(Extracted data entries)
================
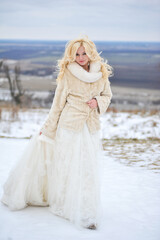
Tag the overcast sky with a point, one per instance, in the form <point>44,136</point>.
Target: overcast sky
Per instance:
<point>110,20</point>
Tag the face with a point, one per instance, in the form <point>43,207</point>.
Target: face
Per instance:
<point>81,56</point>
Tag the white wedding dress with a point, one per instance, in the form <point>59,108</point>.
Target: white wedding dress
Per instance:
<point>63,174</point>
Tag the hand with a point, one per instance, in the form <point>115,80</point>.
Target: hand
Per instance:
<point>92,103</point>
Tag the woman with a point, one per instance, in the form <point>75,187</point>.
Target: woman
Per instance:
<point>60,166</point>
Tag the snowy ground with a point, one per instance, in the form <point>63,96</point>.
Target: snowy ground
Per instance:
<point>130,186</point>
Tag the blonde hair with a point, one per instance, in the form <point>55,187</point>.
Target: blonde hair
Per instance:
<point>71,48</point>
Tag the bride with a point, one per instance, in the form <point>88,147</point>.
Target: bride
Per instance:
<point>60,166</point>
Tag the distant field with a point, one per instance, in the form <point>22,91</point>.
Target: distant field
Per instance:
<point>135,64</point>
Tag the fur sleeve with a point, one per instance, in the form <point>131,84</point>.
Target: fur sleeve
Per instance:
<point>105,98</point>
<point>50,125</point>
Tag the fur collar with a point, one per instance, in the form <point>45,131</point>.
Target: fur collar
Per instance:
<point>93,75</point>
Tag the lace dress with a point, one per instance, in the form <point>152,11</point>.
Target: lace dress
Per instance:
<point>63,174</point>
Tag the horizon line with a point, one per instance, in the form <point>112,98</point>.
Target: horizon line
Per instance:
<point>66,40</point>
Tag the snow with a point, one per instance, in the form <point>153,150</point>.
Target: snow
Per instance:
<point>130,186</point>
<point>130,201</point>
================
## [WHAT TO PRODUCE]
Rewrite the items from the line containing "Tag the woman" through the line containing "<point>71,48</point>", keeping every request line, and offset each point coordinate in the answers by 52.

## [OUTPUT OF THE EXERCISE]
Tag the woman with a point, one per instance, in the form <point>75,187</point>.
Target: woman
Per instance:
<point>112,218</point>
Tag the snowy ground with a point, one per instance, in the form <point>63,96</point>.
Target: snowy ground
Per instance:
<point>182,238</point>
Tag the blonde hair with a point, one per instance, in the form <point>55,187</point>.
Target: blonde hair
Per instance:
<point>123,100</point>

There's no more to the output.